— start Material supplied —
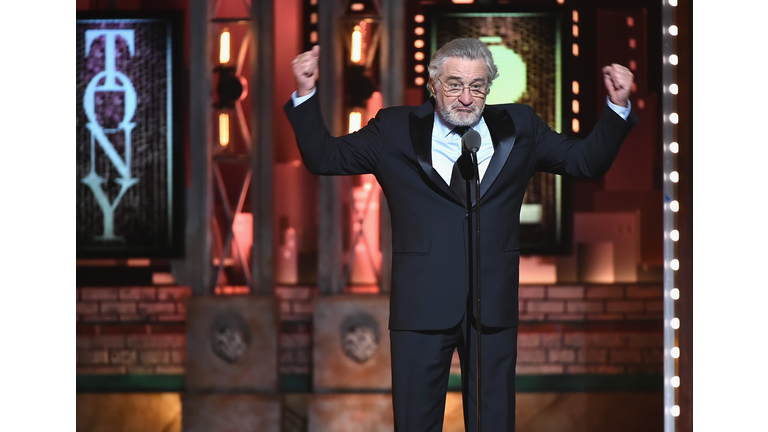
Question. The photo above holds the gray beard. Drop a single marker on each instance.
(455, 119)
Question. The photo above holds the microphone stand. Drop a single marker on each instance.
(476, 273)
(471, 146)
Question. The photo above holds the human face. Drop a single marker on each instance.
(466, 109)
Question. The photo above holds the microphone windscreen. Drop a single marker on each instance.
(471, 140)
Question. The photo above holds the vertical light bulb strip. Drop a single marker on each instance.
(355, 121)
(671, 207)
(223, 129)
(224, 47)
(357, 45)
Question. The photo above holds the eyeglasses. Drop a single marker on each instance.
(454, 89)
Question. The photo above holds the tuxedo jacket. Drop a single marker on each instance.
(430, 264)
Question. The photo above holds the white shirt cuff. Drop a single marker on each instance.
(298, 100)
(621, 111)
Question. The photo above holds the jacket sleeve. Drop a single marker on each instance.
(323, 154)
(589, 157)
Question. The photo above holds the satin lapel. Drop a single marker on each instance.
(502, 130)
(421, 122)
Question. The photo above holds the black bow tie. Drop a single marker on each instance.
(461, 130)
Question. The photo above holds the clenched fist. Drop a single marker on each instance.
(306, 70)
(618, 82)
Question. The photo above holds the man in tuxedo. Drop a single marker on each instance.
(412, 151)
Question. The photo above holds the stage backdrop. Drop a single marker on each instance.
(526, 50)
(129, 160)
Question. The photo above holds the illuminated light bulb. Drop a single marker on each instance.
(357, 45)
(355, 121)
(224, 47)
(223, 129)
(675, 323)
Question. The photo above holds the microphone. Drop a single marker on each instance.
(471, 141)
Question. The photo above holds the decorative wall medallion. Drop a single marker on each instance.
(359, 337)
(230, 336)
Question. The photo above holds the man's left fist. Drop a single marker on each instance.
(618, 82)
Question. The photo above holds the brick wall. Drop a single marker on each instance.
(574, 329)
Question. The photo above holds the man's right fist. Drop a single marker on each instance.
(306, 70)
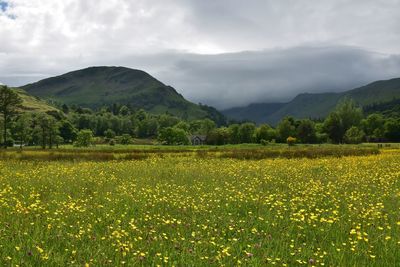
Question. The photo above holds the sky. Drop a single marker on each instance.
(223, 53)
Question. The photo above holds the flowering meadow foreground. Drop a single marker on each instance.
(191, 211)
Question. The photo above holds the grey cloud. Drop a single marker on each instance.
(293, 46)
(237, 79)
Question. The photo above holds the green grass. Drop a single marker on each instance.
(190, 211)
(243, 151)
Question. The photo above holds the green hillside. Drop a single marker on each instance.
(318, 105)
(32, 103)
(257, 111)
(98, 86)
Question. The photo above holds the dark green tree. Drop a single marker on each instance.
(10, 102)
(286, 128)
(306, 131)
(23, 128)
(246, 132)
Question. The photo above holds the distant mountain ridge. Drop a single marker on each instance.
(315, 106)
(98, 86)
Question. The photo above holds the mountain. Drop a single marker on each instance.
(257, 111)
(317, 105)
(99, 86)
(34, 104)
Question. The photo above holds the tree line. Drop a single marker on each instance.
(119, 124)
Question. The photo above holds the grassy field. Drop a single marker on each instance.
(192, 210)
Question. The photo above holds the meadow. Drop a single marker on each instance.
(193, 209)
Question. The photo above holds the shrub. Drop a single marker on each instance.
(354, 135)
(84, 138)
(291, 141)
(264, 142)
(125, 139)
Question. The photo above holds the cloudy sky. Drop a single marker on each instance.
(223, 53)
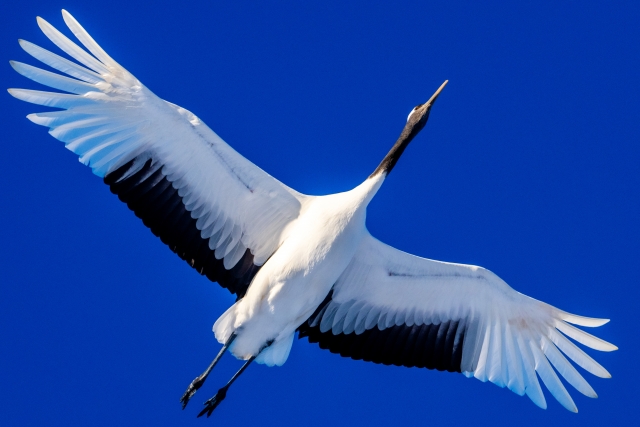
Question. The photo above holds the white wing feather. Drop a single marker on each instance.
(509, 336)
(110, 118)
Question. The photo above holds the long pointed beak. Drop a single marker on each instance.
(435, 95)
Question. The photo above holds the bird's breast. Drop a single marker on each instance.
(302, 271)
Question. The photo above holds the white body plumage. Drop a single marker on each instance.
(298, 262)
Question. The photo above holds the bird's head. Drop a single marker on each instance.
(416, 120)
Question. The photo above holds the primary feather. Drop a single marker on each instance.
(227, 218)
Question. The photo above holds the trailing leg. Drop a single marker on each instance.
(198, 381)
(213, 403)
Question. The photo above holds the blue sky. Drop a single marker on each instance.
(528, 166)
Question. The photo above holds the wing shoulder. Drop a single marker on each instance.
(214, 208)
(395, 308)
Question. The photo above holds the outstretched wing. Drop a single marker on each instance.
(215, 209)
(394, 308)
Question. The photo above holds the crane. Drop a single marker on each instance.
(297, 263)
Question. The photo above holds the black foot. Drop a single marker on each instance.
(191, 390)
(213, 403)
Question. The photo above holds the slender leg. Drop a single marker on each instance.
(213, 403)
(197, 383)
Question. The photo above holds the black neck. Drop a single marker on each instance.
(411, 129)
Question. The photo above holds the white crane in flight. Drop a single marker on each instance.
(297, 262)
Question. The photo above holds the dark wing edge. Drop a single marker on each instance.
(153, 199)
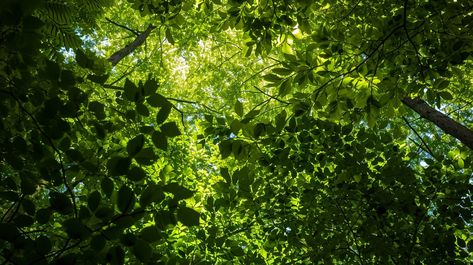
— end Material supplied —
Exercise directions: Which lines above contain the word "wall"? Pick out each of them and copy it, treating uppercase and lowercase as different.

Result of the exercise:
Question. The photo above holds the decorative wall medallion. Drop a single marker on each instance.
Question. The photo above holds the brick wall. Drop a single marker on each instance.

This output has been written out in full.